◆ **Task instructions**:
In the data below, rewrite the part that opens with the line containing "Reviewer note: confirm each instance of the reflection" and closes with the line containing "pixel 77 184" as a numbered list. Include both of those lines, give one list item per line, and leave out blank lines.

◆ **The data**:
## begin

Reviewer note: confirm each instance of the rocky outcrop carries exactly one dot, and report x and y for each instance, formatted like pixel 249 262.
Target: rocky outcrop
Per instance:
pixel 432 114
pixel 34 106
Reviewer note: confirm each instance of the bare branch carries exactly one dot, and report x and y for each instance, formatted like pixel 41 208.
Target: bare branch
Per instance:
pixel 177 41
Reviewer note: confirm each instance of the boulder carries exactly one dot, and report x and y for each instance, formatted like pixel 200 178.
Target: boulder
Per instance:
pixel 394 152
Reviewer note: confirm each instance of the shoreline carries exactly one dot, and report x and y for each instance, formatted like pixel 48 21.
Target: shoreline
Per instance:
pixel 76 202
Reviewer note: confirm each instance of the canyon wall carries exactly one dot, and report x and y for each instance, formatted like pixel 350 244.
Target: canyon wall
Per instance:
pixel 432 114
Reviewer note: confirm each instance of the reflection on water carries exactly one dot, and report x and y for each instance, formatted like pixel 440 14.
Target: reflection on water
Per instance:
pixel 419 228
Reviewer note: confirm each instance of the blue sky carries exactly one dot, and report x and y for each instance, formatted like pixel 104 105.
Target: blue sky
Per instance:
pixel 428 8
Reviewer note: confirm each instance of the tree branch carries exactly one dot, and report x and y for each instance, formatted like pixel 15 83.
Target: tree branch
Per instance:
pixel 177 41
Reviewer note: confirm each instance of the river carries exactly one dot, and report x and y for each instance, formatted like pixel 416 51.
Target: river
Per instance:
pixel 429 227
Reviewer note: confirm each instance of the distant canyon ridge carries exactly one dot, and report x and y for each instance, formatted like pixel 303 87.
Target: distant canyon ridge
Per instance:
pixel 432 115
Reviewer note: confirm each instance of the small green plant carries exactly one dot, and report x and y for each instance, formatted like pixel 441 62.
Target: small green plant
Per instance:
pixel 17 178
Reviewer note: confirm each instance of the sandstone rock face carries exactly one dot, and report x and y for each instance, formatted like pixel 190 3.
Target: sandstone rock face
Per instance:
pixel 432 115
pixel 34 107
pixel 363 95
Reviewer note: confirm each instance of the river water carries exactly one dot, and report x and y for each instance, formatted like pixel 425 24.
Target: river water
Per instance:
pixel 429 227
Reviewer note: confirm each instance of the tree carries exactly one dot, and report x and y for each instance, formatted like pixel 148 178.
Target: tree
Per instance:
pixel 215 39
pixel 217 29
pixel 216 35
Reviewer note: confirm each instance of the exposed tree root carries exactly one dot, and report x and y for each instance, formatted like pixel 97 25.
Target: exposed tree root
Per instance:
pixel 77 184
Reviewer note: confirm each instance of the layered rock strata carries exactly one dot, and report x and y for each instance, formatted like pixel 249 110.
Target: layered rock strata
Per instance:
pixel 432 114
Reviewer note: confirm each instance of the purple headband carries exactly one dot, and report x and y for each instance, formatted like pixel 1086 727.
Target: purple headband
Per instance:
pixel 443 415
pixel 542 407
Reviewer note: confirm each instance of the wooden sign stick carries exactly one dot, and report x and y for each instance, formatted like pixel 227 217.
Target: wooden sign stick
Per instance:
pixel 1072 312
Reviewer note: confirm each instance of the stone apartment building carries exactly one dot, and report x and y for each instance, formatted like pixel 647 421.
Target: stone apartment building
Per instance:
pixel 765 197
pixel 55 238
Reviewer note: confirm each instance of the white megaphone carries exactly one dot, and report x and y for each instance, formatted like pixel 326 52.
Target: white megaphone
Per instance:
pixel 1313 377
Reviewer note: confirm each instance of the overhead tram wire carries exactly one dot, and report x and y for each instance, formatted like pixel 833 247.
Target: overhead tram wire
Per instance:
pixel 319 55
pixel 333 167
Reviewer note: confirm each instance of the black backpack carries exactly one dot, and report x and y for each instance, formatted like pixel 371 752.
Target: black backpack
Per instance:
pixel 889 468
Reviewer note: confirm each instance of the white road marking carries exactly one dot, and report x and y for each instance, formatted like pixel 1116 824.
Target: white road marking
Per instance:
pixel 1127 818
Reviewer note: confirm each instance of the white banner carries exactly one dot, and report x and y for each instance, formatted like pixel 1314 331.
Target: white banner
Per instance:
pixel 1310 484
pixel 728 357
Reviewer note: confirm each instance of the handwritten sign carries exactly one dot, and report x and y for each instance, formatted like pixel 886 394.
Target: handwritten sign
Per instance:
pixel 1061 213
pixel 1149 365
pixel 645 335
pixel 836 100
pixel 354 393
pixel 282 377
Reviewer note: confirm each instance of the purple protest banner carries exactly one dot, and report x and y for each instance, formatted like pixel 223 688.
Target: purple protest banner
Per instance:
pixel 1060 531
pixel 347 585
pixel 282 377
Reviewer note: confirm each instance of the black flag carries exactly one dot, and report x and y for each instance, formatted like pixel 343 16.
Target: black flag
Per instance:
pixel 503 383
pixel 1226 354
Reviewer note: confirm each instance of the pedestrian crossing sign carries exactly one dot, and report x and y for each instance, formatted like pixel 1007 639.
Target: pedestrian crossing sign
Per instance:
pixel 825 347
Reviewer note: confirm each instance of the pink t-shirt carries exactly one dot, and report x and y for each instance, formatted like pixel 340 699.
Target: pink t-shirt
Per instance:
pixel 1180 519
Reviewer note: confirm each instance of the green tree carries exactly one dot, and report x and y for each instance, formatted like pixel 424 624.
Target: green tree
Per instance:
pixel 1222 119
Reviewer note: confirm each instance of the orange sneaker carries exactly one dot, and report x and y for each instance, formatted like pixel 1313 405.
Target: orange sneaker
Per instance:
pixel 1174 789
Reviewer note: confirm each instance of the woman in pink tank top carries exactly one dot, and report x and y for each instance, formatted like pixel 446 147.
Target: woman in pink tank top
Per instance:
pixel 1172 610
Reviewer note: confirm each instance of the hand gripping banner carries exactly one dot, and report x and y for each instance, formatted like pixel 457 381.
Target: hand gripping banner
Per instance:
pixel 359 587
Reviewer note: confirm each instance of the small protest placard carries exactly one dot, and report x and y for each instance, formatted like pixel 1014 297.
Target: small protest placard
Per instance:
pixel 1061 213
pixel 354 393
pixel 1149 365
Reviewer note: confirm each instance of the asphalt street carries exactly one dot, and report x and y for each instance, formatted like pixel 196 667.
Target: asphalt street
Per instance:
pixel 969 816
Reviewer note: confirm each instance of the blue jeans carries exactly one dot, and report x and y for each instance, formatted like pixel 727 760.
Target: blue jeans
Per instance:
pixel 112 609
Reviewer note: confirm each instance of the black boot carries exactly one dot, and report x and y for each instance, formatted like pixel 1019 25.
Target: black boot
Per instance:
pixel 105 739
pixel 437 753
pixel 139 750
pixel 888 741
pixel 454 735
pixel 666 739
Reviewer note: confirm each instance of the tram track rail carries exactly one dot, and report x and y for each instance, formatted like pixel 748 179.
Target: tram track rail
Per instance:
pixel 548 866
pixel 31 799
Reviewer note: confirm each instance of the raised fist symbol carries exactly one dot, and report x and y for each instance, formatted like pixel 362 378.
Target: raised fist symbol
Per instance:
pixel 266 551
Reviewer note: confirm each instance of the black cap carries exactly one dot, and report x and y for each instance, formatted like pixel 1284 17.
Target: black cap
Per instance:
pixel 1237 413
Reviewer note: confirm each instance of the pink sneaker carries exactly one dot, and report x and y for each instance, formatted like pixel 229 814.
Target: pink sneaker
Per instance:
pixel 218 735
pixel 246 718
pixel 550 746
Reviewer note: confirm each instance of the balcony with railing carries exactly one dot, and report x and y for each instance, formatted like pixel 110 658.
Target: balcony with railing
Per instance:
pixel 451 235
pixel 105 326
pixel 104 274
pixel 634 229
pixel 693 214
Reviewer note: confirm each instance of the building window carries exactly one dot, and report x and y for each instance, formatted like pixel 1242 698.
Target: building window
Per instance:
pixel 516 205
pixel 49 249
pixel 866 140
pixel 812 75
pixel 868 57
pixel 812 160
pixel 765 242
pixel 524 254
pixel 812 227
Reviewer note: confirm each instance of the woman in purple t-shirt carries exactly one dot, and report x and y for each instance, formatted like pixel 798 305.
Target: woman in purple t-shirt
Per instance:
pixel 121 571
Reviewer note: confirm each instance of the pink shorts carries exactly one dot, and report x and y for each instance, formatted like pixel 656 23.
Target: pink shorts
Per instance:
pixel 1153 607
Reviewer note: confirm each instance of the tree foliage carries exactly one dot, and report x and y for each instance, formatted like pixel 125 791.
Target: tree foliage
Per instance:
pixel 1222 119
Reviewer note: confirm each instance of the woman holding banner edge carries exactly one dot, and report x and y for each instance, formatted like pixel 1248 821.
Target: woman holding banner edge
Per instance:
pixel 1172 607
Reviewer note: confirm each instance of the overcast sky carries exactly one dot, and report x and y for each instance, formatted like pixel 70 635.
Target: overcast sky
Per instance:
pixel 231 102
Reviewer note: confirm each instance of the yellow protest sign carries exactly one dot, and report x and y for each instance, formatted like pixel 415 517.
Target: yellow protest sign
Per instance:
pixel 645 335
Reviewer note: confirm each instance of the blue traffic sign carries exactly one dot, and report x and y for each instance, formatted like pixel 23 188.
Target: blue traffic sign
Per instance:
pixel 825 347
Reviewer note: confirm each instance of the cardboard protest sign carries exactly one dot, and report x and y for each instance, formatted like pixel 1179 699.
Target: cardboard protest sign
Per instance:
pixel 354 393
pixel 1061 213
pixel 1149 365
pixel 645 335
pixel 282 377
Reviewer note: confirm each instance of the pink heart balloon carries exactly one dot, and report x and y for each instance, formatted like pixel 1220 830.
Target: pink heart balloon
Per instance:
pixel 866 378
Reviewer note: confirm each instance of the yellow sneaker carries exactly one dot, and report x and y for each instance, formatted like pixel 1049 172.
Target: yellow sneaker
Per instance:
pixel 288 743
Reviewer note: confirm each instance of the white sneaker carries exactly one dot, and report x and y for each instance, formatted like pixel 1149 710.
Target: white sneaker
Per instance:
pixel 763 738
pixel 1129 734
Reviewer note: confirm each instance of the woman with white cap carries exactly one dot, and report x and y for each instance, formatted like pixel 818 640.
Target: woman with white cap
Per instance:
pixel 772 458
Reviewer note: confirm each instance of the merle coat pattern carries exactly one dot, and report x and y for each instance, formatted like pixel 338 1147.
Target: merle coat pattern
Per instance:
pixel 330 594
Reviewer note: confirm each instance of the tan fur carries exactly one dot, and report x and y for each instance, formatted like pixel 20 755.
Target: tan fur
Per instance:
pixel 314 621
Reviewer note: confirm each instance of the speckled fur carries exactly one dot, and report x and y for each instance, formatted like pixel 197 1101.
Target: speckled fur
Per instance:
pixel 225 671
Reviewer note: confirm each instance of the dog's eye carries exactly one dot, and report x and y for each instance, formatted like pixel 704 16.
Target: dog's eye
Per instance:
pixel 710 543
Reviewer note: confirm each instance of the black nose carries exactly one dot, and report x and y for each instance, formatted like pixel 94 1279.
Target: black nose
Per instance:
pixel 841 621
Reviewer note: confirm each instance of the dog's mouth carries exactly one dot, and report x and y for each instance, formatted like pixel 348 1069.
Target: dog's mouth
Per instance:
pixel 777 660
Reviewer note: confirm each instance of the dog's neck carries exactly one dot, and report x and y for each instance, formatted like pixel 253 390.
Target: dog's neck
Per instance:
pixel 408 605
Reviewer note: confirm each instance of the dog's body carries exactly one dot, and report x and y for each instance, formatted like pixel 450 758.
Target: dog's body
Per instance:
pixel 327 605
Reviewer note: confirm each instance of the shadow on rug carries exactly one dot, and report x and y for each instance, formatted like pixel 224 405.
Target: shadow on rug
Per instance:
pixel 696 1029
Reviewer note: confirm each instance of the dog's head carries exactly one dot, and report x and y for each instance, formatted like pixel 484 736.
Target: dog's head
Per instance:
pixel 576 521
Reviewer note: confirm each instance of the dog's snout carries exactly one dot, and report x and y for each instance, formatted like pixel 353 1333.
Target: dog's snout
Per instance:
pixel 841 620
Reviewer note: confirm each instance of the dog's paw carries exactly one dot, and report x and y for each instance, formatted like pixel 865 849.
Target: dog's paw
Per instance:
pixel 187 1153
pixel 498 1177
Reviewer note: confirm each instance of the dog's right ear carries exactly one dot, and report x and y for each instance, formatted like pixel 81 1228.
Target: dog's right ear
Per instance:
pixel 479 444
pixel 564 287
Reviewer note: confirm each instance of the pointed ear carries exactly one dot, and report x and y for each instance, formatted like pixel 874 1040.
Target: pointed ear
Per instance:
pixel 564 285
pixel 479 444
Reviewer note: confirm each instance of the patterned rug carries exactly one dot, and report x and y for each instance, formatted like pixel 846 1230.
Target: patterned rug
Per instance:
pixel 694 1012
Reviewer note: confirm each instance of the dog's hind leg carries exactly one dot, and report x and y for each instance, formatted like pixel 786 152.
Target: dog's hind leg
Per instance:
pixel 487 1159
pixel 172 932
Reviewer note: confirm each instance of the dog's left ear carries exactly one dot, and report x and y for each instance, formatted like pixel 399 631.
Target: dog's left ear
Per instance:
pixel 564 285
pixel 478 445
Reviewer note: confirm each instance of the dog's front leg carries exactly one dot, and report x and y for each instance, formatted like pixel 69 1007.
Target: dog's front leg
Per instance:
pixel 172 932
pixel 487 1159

## end

◆ **Expected output**:
1. Reviewer note: confirm each instance of the reflection on water carries exactly one dot, and report x and y for each instance, formatted like pixel 440 14.
2. Target: reflection on water
3. Per instance:
4. pixel 419 228
5. Reviewer note: confirm each instance of the blue sky carries exactly one dot, and report x and y for each instance, formatted like pixel 104 105.
6. Target: blue sky
7. Per instance:
8. pixel 428 8
9. Reviewer note: confirm each instance of the tree branch carries exactly one dot, and report x and y for each instance, formatted like pixel 15 83.
10. Target: tree branch
11. Per instance:
12. pixel 177 41
13. Reviewer note: confirm each instance of the river carries exactly one dot, and report x and y for each instance, formatted like pixel 416 51.
14. Target: river
15. Per instance:
16. pixel 429 227
17. Reviewer note: confirm each instance of the distant canyon ridge carries exactly one dot, and report x and y for each instance, formatted like pixel 303 87.
18. Target: distant canyon ridge
19. Per instance:
20. pixel 432 115
21. Reviewer note: confirm each instance of the small green plant carries exactly one dot, and report x and y for each instance, formatted like pixel 441 62.
22. Target: small green plant
23. Per instance:
24. pixel 17 178
25. Reviewer note: confirm each instance of the sandstone rock face carries exactly one dot, and report x and y for each instance, formatted like pixel 190 3.
26. Target: sandstone rock face
27. Per instance:
28. pixel 432 115
29. pixel 34 107
30. pixel 363 95
31. Reviewer note: confirm each instance of the river water carries exactly one dot, and report x and y for each instance, formatted like pixel 425 24.
32. Target: river water
33. Per instance:
34. pixel 429 227
35. Reviewer note: confirm each instance of the tree carries exactly one dot, and report x and y for each instance, formatted like pixel 148 178.
36. Target: tree
37. Per instance:
38. pixel 215 39
39. pixel 217 29
40. pixel 216 35
41. Reviewer note: confirm each instance of the exposed tree root carries exactly one dot, and report x and y for each instance, formatted like pixel 97 25.
42. Target: exposed tree root
43. Per instance:
44. pixel 77 184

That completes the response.